### ИЗУЧАЕМЫЙ ТЕКСТ:
Однако самые жестокие гонения не были способны подавить устремления критического разума, поскольку не всех устраивал тезис, провозглашенный Тертулианом: «Верую ибо абсурдно», точно также, как и принцип: «Не спрашивай, как», заложенный в Символе Веры Абд ал Кадира.

Можно спорить и о том, что знать религию или стать религиоведом человек может лишь тогда, когда он сделает для себя выбор в пользу религии и обретет веру. Разумеется, понятие «религия» в глазах атеиста имеет иную окраску, нежели для приверженца религиозной веры. Но, бесспорным является и то, что проникнуть в существо религиозной веры возможно и совершенно не разделяя ее. Ведь, когда мусульманский теолог изучает иную, скажем, политеистическую религию, или современные секты, он делает практически то же самое: описывает, анализирует и отвергает претензии на истинность чужих религиозных убеждений и ритуалов, поскольку им нет места в доступной для него действительности.

Исходные данные
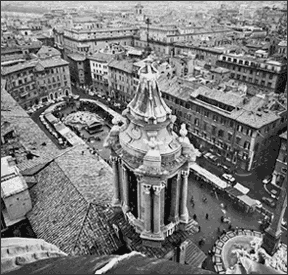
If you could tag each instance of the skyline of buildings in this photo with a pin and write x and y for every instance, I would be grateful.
(189, 97)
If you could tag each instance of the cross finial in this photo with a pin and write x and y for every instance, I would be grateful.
(183, 131)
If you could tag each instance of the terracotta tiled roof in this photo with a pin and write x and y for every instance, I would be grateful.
(92, 177)
(62, 216)
(123, 65)
(77, 57)
(284, 135)
(97, 237)
(194, 253)
(101, 57)
(58, 208)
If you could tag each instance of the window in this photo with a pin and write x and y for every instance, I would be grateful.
(205, 126)
(221, 133)
(223, 121)
(246, 145)
(238, 139)
(229, 136)
(249, 132)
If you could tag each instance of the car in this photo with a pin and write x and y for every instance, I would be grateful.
(207, 155)
(269, 201)
(258, 204)
(228, 178)
(273, 194)
(267, 179)
(213, 158)
(224, 167)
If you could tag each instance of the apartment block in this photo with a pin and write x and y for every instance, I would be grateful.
(232, 125)
(89, 41)
(36, 81)
(121, 79)
(99, 71)
(280, 170)
(266, 74)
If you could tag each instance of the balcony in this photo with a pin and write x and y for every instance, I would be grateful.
(24, 94)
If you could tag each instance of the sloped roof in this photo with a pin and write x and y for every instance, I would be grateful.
(97, 236)
(63, 215)
(77, 57)
(48, 51)
(284, 135)
(93, 177)
(58, 208)
(195, 255)
(101, 57)
(123, 65)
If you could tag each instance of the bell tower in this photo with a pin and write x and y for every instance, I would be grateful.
(150, 163)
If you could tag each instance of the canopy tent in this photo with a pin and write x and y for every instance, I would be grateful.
(51, 118)
(234, 192)
(248, 201)
(241, 188)
(208, 176)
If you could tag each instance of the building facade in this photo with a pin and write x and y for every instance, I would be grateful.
(77, 64)
(89, 41)
(150, 187)
(15, 197)
(121, 79)
(280, 170)
(234, 127)
(99, 71)
(37, 81)
(268, 75)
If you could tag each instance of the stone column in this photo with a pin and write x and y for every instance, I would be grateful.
(125, 187)
(184, 216)
(157, 208)
(116, 198)
(175, 193)
(147, 219)
(139, 202)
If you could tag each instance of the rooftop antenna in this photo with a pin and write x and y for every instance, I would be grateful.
(148, 22)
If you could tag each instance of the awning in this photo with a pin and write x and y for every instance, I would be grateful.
(247, 200)
(209, 176)
(241, 188)
(234, 192)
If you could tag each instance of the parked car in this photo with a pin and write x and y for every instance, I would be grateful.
(207, 155)
(269, 201)
(224, 167)
(258, 204)
(228, 178)
(267, 179)
(273, 194)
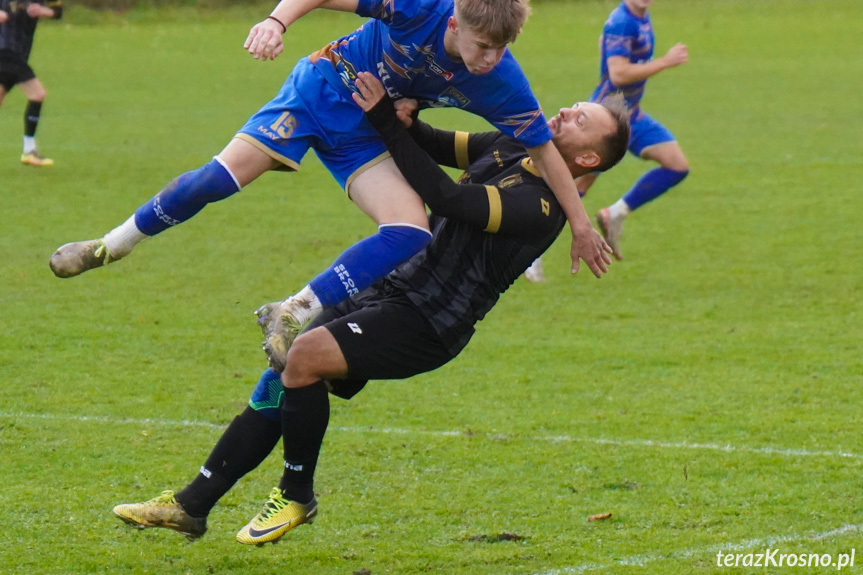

### СПИСОК ЗАДАНИЙ:
1. Кто провозгласил тезис «Верую ибо абсурдно» согласно тексту о вере и религиоведении?
2. Перечислите все действия мусульманского теолога, изучающего иную религию, которые называет текст о вере и религиоведении.
3. Подхватите текст о вере и религиоведении и продолжите его с того места, где он заканчивается.
Материал дан отдельно от текста.

### ОТВЕТЫ К УПРАЖНЕНИЮ:
1. Тертулиан.

2. Описывает, анализирует, отвергает претензии на истинность чужих религиозных убеждений и ритуалов.

3.
Поэтому высказываемый нашими алимами тезис о том, чтобы понимать религию и писать о религии, необходимо сделать выбор в пользу одной из них, представляется не совсем верным. «Зачем лезть в религиозную идеологию, — вопрошает один из наших оппонентов, — в которой они ничего не понимают?». Да, религию можно изучать изнутри, будучи ее последователем, симпатизируя ей, или снаружи, как критический наблюдатель, философ, и обе перспективы порождают определенные методологические проблемы. И все же, действуя с позиции верующего, возможность субъективизма и потери истинности гораздо выше. Любая религиозная система, ислам не исключение, говорит нам: если ты следуешь за мной, веди себя так-то, думай так-то, говори так-то, совершай то-то. Она требует поклонения и покорности. Здесь даже заблуждения ограничены определенными рамками и заранее известны.

И какая может быть свобода исследования религии в рамках религиозной покорности? Это невозможно точно так же, как слепому представить свет. Религиозные изыскания превратятся в апологетику. Все, что не будет вписываться в рамки данной религиозной системы, объявят ересью, нарушение заповедей почти неизбежно примет форму греха, оскорбляющего Всевышнего. При этом грехом объявляется не только неверие, но и иная вера. Ведь только апологет может написать: «Христианские миссионеры неустанно стараются развратить мусульман… они хотят разными путями ослабить силу мусульман и вытравить из душ молодежи страсть к борьбе за свою веру».

Услышать ответ на вопрос: чем же занимаются мусульманские миссионеры или проповедники в христианской среде? — не представляется возможным.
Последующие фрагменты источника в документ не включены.